* _Text passage_
□ □ □ □ □

Robots and vision assemble diagnostic devices

Pregnancy test kits are inspected and assembled in a series of work cells.

May 1st, 2004
Th 149217

Pregnancy test kits are inspected and assembled in a series of work cells.

By Andrew Wilson, Editor

Automated systems for medical-device manufacturing are now combining robots and vision systems for part feeding and automated assembly operations. These systems include interchangeable part fixtures and preprogrammed assembly manufacturing techniques to provide configurable automated assembly systems.

"Automated assembly systems for diagnostic-device manufacturing must accommodate frequent product changes and new product introductions," says David Stroup, chairman and chief technology officer of Prodosyst Automation, a systems integrator and designer of turnkey automation systems. "Because of this, diagnostic-device manufacturers demand automated systems that can perform quick part changeovers and adapt to new product specifications." The company has developed a number of systems tailored to meet its customer's production needs in industries including biodiagnostics, medical devices, genomics, pharmaceuticals, and life sciences.

□ □ □ □ □

* _Supplied data_

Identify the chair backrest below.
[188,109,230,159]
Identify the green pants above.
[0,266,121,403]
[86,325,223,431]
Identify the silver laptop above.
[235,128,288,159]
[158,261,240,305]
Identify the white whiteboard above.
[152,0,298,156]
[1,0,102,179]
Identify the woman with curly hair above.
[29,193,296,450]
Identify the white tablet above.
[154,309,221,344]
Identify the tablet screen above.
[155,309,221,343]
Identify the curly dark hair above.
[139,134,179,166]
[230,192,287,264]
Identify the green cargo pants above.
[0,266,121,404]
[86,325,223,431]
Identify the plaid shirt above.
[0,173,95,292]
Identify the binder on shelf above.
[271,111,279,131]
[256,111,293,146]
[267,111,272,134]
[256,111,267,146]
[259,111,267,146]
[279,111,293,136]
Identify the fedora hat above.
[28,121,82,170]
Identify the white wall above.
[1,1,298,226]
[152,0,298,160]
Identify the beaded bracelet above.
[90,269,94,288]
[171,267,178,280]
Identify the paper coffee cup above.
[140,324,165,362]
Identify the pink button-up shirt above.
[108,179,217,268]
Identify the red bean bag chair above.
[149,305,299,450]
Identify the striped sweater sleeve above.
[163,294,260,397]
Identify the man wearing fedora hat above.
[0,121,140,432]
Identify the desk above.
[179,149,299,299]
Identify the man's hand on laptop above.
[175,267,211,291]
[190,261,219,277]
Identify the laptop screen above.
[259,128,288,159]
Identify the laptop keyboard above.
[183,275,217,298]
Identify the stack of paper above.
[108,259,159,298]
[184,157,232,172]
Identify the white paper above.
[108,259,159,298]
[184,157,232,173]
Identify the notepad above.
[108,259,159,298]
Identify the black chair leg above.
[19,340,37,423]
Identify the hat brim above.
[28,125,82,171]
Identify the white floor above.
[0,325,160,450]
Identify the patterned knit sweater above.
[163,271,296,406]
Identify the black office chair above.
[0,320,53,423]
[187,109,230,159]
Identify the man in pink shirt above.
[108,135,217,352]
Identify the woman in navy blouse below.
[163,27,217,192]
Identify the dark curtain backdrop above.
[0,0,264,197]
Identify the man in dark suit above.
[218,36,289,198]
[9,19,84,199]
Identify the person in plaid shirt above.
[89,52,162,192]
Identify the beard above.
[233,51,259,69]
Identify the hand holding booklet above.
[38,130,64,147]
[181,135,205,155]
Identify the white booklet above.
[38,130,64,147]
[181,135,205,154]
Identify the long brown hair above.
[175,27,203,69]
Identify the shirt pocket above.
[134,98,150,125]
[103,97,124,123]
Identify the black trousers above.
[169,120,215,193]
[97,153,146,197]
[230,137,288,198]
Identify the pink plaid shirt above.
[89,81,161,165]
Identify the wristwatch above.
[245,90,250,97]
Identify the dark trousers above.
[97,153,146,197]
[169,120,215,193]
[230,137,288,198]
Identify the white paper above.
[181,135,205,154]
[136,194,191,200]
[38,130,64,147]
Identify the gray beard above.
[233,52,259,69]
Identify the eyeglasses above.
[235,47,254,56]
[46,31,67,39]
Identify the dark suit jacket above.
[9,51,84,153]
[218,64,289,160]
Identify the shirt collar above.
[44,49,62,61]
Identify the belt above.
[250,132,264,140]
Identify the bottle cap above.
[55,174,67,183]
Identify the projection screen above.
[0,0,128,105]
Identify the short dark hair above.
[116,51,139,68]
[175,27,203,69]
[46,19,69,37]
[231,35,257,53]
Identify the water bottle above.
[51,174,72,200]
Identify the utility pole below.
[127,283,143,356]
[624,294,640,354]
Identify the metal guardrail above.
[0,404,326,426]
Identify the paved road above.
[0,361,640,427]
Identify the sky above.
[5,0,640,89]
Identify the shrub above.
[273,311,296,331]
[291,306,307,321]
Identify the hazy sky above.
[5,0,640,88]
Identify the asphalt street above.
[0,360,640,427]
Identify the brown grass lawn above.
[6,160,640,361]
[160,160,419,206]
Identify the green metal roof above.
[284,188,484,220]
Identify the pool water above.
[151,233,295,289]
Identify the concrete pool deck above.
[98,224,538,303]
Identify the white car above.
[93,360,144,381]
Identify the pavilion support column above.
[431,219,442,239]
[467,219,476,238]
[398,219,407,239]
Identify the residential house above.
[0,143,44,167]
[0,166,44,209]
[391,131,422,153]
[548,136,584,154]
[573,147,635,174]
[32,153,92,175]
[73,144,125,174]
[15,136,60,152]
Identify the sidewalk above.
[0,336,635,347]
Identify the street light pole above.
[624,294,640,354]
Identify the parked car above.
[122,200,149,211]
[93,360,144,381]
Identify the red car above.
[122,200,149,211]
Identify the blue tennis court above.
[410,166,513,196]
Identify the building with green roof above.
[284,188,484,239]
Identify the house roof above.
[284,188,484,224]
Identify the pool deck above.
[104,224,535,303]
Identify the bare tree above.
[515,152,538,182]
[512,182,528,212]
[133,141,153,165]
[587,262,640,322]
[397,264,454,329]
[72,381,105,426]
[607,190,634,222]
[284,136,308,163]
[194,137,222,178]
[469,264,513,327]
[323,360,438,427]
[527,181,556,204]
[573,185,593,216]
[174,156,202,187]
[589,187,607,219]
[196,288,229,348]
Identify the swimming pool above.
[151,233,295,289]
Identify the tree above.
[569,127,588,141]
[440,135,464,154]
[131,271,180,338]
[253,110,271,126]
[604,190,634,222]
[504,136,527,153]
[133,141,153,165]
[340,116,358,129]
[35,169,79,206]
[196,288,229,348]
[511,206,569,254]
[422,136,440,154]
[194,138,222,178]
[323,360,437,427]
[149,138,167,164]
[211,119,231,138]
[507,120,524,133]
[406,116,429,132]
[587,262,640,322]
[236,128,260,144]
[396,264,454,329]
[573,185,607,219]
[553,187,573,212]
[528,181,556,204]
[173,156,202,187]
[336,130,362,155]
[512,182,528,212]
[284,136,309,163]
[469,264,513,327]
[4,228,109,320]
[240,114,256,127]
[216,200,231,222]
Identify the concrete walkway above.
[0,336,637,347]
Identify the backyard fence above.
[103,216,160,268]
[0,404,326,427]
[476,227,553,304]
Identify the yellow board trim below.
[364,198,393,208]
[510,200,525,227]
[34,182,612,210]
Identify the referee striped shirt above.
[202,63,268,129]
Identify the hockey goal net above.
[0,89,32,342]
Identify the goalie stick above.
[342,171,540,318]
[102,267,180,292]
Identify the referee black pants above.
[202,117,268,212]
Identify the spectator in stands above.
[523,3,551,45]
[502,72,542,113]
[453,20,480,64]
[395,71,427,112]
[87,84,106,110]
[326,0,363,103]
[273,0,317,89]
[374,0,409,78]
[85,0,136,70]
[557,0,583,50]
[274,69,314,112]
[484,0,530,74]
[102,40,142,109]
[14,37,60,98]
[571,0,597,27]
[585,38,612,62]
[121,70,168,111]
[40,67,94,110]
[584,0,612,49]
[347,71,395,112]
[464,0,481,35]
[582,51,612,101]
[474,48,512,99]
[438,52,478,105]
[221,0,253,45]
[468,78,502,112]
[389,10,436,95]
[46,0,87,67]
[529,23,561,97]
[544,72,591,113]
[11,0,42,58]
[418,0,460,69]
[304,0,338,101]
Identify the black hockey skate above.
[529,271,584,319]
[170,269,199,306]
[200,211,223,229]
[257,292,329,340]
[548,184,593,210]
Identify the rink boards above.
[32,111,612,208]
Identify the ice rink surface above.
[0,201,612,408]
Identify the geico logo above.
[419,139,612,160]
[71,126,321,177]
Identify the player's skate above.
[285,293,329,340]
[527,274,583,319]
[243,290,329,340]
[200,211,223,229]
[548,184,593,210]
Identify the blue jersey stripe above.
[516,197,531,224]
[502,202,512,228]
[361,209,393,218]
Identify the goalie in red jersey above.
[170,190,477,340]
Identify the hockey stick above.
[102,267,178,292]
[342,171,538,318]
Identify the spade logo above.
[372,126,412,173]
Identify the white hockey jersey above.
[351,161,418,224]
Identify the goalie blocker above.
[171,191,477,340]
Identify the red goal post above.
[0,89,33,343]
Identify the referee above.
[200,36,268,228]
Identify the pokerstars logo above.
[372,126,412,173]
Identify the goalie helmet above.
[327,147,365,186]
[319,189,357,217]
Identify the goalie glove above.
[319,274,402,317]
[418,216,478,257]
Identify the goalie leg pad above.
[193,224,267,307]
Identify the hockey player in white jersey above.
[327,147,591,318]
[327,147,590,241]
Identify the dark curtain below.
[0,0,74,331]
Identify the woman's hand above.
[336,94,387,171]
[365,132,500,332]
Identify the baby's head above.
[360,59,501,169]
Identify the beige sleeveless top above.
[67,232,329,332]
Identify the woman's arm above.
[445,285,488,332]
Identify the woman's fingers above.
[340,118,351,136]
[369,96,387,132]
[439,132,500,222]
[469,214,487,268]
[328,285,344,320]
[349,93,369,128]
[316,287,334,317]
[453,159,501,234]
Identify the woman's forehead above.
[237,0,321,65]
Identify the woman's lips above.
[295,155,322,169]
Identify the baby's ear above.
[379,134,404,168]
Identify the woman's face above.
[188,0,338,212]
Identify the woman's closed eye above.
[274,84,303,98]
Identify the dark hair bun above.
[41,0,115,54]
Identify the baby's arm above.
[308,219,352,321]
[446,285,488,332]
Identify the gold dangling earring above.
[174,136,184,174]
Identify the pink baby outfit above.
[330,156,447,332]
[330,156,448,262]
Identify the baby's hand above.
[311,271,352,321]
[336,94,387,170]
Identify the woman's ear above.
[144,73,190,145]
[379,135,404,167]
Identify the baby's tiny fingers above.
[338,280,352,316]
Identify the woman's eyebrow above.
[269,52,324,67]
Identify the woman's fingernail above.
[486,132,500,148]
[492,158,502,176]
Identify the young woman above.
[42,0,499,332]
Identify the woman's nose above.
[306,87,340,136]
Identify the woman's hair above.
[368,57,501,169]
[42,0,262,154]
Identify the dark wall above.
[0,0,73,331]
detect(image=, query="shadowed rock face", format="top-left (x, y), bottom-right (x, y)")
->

□ □ □ □ □

* _Exercise brief_
Continue the article on robots and vision systems assembling pregnancy test kits, picking up after its last sentence. The records have nothing to do with what is asked here.

* _Answer space_
NO BOWL FEEDERS

"Using robotics and vision systems, individual product parts can be fed into the assembly process without relying on dedicated bowl feeders and part-specific escapements," says Stroup. "When such systems are coupled with interchangeable part fixtures and preprogrammed assembly recipes, part changeover can be achieved with minimum delays and risk. Such systems allow easy access to all part feeders, robots, and electrical panels, minimizing maintenance and downtime."

"Historically," says Stroup, "disposable pharmaceutical products such as pregnancy test kits were manufactured using product-specific discrete pick-and-place machines. However, with the demand for shorter production runs and the introduction of a variety of 'boutique' diagnostic testing products, manufacturers started to demand sophisticated systems capable of manufacturing a number of products." By automating the assembly of tens of thousands of such products per year, these systems eliminate the errors found in manual assembly, increase product quality, and eliminate manual-labor costs.

To automate the production of its diagnostic test kits, Applied Biotech Inc. called on Prodosyst to develop a system based on off-the-shelf robots and vision technology (see Fig. 1). "Because the company assembles approximately 20 different products," says Stroup, "it was necessary to build a system that could be adapted to automate the assembly of each one." Early on, Prodosyst engineers realized that they needed a system based on a series of work cells that could be married together to automate the assembly process.


FIGURE 1. To automate the production of its pregnancy diagnostic test kit, Applied Biotech asked Prodosyst to develop a system based on off-the-shelf robots and vision technology. The final system was adapted to automate the assembly of multiple products.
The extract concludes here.